SUPPLIED INFORMATION:
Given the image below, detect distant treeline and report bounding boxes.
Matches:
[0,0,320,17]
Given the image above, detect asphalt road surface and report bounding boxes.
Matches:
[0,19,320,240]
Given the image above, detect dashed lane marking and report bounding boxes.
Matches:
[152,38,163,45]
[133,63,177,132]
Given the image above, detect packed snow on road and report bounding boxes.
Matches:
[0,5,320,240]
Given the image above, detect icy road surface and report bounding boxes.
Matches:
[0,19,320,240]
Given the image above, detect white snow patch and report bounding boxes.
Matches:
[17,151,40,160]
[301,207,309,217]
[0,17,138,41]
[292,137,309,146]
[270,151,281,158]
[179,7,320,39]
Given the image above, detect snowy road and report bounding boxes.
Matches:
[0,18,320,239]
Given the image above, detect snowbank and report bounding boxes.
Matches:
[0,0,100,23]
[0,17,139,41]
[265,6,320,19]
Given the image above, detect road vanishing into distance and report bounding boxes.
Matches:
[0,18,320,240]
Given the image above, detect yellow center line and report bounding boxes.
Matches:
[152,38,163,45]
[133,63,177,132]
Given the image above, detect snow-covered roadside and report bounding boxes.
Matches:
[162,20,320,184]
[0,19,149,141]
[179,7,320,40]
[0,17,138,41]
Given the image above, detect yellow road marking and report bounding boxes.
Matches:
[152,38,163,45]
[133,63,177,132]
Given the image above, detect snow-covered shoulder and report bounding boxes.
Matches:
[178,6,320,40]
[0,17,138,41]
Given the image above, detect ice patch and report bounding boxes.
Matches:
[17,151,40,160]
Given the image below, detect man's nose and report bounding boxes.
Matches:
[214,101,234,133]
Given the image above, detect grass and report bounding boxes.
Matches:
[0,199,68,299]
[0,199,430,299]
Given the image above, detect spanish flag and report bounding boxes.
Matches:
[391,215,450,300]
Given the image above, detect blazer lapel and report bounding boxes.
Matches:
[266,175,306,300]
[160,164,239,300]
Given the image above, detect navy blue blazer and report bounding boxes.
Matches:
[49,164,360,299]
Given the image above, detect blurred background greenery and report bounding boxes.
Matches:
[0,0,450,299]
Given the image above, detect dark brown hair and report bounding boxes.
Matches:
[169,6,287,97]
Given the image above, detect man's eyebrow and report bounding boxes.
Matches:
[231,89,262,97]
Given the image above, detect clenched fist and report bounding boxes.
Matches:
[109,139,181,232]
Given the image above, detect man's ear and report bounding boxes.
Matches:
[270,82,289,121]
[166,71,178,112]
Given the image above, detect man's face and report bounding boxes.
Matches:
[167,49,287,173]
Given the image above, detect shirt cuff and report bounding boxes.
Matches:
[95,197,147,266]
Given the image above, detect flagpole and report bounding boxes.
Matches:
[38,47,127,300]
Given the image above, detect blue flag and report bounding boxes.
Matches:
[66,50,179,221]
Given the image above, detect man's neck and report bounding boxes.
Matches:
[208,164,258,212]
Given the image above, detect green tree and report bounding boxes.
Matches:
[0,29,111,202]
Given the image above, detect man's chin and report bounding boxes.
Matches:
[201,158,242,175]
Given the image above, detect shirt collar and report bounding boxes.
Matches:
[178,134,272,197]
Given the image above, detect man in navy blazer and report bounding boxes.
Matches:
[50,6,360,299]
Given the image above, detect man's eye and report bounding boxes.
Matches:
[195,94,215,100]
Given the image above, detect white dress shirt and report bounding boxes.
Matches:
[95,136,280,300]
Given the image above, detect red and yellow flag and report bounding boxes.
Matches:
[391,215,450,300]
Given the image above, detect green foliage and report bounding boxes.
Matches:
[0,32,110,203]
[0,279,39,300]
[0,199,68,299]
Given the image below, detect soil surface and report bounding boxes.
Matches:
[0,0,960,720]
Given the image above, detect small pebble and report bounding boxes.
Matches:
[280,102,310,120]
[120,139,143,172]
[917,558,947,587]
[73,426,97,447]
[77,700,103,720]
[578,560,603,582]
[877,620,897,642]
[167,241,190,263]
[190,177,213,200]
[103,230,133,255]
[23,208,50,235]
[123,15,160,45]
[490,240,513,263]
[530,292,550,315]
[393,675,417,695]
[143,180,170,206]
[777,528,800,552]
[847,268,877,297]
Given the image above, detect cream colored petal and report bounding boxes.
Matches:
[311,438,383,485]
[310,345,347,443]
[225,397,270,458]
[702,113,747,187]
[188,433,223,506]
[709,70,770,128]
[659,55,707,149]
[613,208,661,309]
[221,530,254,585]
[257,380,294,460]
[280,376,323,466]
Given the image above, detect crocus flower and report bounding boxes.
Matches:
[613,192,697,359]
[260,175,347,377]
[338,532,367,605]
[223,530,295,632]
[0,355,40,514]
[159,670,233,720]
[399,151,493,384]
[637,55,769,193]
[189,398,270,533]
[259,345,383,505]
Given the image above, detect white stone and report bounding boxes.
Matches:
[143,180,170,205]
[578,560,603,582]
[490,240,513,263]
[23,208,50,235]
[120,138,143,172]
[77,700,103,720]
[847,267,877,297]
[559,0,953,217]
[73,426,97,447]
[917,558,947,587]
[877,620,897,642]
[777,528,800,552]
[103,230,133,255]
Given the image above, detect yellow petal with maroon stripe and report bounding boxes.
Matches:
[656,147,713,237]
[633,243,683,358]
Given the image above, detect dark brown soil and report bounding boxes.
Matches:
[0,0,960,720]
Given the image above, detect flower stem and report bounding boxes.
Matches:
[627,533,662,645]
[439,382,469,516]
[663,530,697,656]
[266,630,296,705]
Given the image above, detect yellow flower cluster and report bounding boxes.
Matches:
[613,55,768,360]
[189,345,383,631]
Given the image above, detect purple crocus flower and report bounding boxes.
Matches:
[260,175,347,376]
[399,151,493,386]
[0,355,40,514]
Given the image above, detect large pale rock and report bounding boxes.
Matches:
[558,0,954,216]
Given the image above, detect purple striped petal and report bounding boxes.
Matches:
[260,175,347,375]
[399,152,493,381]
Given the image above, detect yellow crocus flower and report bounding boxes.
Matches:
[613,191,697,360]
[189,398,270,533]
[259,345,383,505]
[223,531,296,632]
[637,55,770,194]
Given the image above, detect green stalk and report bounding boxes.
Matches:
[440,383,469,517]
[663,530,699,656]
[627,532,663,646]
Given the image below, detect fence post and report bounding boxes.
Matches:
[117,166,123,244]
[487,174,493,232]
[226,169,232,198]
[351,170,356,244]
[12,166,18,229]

WRITTEN REQUEST: Rewrite every line of the entries above as a JSON list of strings, one string per line, omitting blank lines.

EXERCISE SOLUTION:
[
  "Given the image below, detect distant treeline and report bounding boxes.",
  "Matches:",
  "[0,0,320,17]",
  "Given the image above, detect asphalt road surface and report bounding boxes.",
  "Matches:",
  "[0,19,320,240]",
  "Given the image above, detect dashed lane marking and report bounding boxes.",
  "Matches:",
  "[152,38,163,45]",
  "[133,63,177,132]",
  "Given the image above, detect packed snow on road and report bounding boxes.",
  "Matches:",
  "[0,5,320,240]",
  "Given the image above, detect icy road surface and report bounding boxes.",
  "Matches:",
  "[0,19,320,240]",
  "Given the image above, detect white snow patch and report bounding boxes.",
  "Matches:",
  "[17,151,40,160]",
  "[301,207,309,217]",
  "[0,17,138,41]",
  "[292,137,309,146]",
  "[270,151,281,158]",
  "[179,7,320,39]",
  "Given the image above, detect snowy road and report bounding boxes.",
  "Matches:",
  "[0,18,320,239]",
  "Given the image above, detect snowbank and report bounding boxes.",
  "Matches:",
  "[0,0,100,23]",
  "[0,17,139,41]",
  "[265,6,320,19]",
  "Given the image above, detect road vanishing into distance and report bounding boxes.",
  "Matches:",
  "[0,18,320,240]",
  "Given the image above, detect yellow center line and report bounding boxes.",
  "Matches:",
  "[152,38,163,45]",
  "[133,63,177,132]",
  "Given the image above, detect snow-covered roadside and report bounding boxes.",
  "Matches:",
  "[162,20,320,184]",
  "[0,19,149,141]",
  "[179,7,320,40]",
  "[0,17,138,41]",
  "Given the image above, detect yellow road marking and report bounding boxes.",
  "Matches:",
  "[152,38,163,45]",
  "[133,63,177,132]",
  "Given the image above, detect snow-covered shoulder and report bounding boxes.",
  "Matches:",
  "[178,6,320,40]",
  "[0,17,138,41]",
  "Given the image above, detect ice patch and report bounding boxes.",
  "Matches:",
  "[17,151,40,160]",
  "Given the image below, detect man's nose and report bounding boxes.",
  "Matches:",
  "[214,101,234,133]",
  "Given the image above, detect grass and report bounding boxes.",
  "Matches:",
  "[0,199,68,299]",
  "[0,199,430,299]",
  "Given the image above, detect spanish flag and report bounding boxes.",
  "Matches:",
  "[391,215,450,300]",
  "Given the image above, detect blazer lapel and report bounding boxes.",
  "Matches:",
  "[266,175,306,300]",
  "[160,164,239,300]",
  "Given the image above, detect navy blue blazer and report bounding boxes.",
  "Matches:",
  "[49,164,360,299]",
  "Given the image above, detect blurred background greenery and report bounding boxes.",
  "Matches:",
  "[0,0,450,299]",
  "Given the image above, detect dark brown hair and report bounding boxes.",
  "Matches:",
  "[169,6,287,97]",
  "Given the image above, detect man's eyebrow and report bounding boxes.",
  "Matches:",
  "[231,89,262,97]",
  "Given the image above, detect clenched fist and report bounding boxes.",
  "Matches:",
  "[109,139,181,232]",
  "Given the image above, detect man's ear and report bounding boxes.",
  "Matches:",
  "[270,82,289,121]",
  "[166,71,178,112]",
  "Given the image above, detect man's face and report bounding boxes.",
  "Matches:",
  "[167,49,287,173]",
  "Given the image above, detect shirt cuff and report bounding boxes.",
  "Matches:",
  "[95,197,147,266]",
  "Given the image above, detect flagpole and report bounding boxes.",
  "Matches:",
  "[38,47,127,300]",
  "Given the image above, detect blue flag and report bounding boxes.",
  "Matches:",
  "[66,50,179,221]",
  "Given the image above, detect man's neck and report bounding boxes.",
  "Matches:",
  "[208,164,258,212]",
  "Given the image above, detect green tree and report bounding boxes.",
  "Matches:",
  "[0,29,111,202]",
  "Given the image above, detect man's chin and report bounding boxes.",
  "Matches:",
  "[201,158,242,175]",
  "Given the image above, detect shirt collar and report bounding boxes.",
  "Matches:",
  "[178,134,272,197]",
  "Given the image above, detect man in navy blazer and report bounding boxes.",
  "Matches:",
  "[50,6,360,299]",
  "Given the image above, detect man's eye and report bounding boxes.",
  "Matches:",
  "[195,94,215,100]",
  "Given the image above, detect white dress shirt and report bounding boxes.",
  "Matches:",
  "[95,136,280,300]",
  "Given the image above, detect red and yellow flag and report bounding boxes.",
  "Matches:",
  "[391,215,450,300]",
  "Given the image above, detect green foliage and report bounding boxes.",
  "Matches:",
  "[0,32,110,203]",
  "[0,279,39,300]",
  "[0,199,68,299]",
  "Given the image below, detect soil surface and report bounding boxes.",
  "Matches:",
  "[0,0,960,720]",
  "Given the image above, detect small pebble and report bounding boxes.",
  "Matches:",
  "[280,102,310,120]",
  "[120,139,143,172]",
  "[917,558,947,587]",
  "[73,426,97,447]",
  "[77,700,103,720]",
  "[578,560,603,582]",
  "[877,620,897,642]",
  "[167,241,190,263]",
  "[190,177,213,200]",
  "[103,230,133,255]",
  "[23,208,50,235]",
  "[123,15,160,45]",
  "[490,240,513,263]",
  "[530,292,550,315]",
  "[393,675,417,695]",
  "[143,180,170,206]",
  "[777,528,800,552]",
  "[847,268,877,297]",
  "Given the image above, detect cream colored petal and report bounding boxes.",
  "Matches:",
  "[311,438,383,485]",
  "[310,345,347,443]",
  "[225,397,270,458]",
  "[702,113,747,187]",
  "[188,433,223,506]",
  "[709,70,770,128]",
  "[659,55,707,149]",
  "[613,208,661,309]",
  "[221,530,254,585]",
  "[257,380,294,460]",
  "[280,376,323,466]",
  "Given the image above, detect crocus flower and report bounding boxes.",
  "Matches:",
  "[613,192,697,359]",
  "[260,175,347,377]",
  "[338,532,367,605]",
  "[223,530,295,632]",
  "[0,355,40,514]",
  "[159,670,233,720]",
  "[399,151,493,384]",
  "[637,55,769,193]",
  "[189,398,270,533]",
  "[259,345,383,505]",
  "Given the image above, detect white stone and report bounding boxes.",
  "Matches:",
  "[143,180,170,205]",
  "[578,560,603,582]",
  "[490,240,513,263]",
  "[23,208,50,235]",
  "[120,138,143,172]",
  "[77,700,103,720]",
  "[847,267,877,297]",
  "[559,0,953,217]",
  "[73,426,97,447]",
  "[917,558,947,587]",
  "[877,620,897,642]",
  "[777,528,800,552]",
  "[103,230,133,255]",
  "Given the image above, detect yellow petal with maroon stripe and report bounding boxes.",
  "Matches:",
  "[656,147,713,237]",
  "[633,243,683,358]",
  "Given the image above, detect dark brown soil and report bounding boxes.",
  "Matches:",
  "[0,0,960,720]",
  "Given the image above, detect flower stem and report bounding boxes.",
  "Matches:",
  "[627,533,662,645]",
  "[439,382,469,516]",
  "[663,530,697,656]",
  "[266,630,296,705]",
  "Given the image above, detect yellow flower cluster and report bounding boxes.",
  "Matches:",
  "[613,55,768,360]",
  "[189,345,383,631]",
  "Given the image above, detect purple crocus flower and report bounding boxes.",
  "Matches:",
  "[260,175,347,376]",
  "[399,151,493,386]",
  "[0,355,40,514]",
  "Given the image above, detect large pale rock and report bounding boxes.",
  "Matches:",
  "[558,0,954,216]",
  "Given the image above, detect purple striped petal and report bounding boxes.",
  "Matches:",
  "[260,175,347,375]",
  "[399,152,493,381]",
  "Given the image above, detect yellow crocus flower and report bounding boxes.",
  "Matches:",
  "[613,191,697,360]",
  "[189,398,270,533]",
  "[259,345,383,505]",
  "[223,531,296,632]",
  "[637,55,770,194]",
  "Given the image above, detect green stalk and report bounding boxes.",
  "Matches:",
  "[440,383,469,517]",
  "[663,530,699,656]",
  "[627,532,663,646]",
  "Given the image below, detect fence post and report bounding boxes.",
  "Matches:",
  "[117,166,123,244]",
  "[487,174,493,232]",
  "[226,169,232,198]",
  "[351,170,356,244]",
  "[12,166,18,229]"
]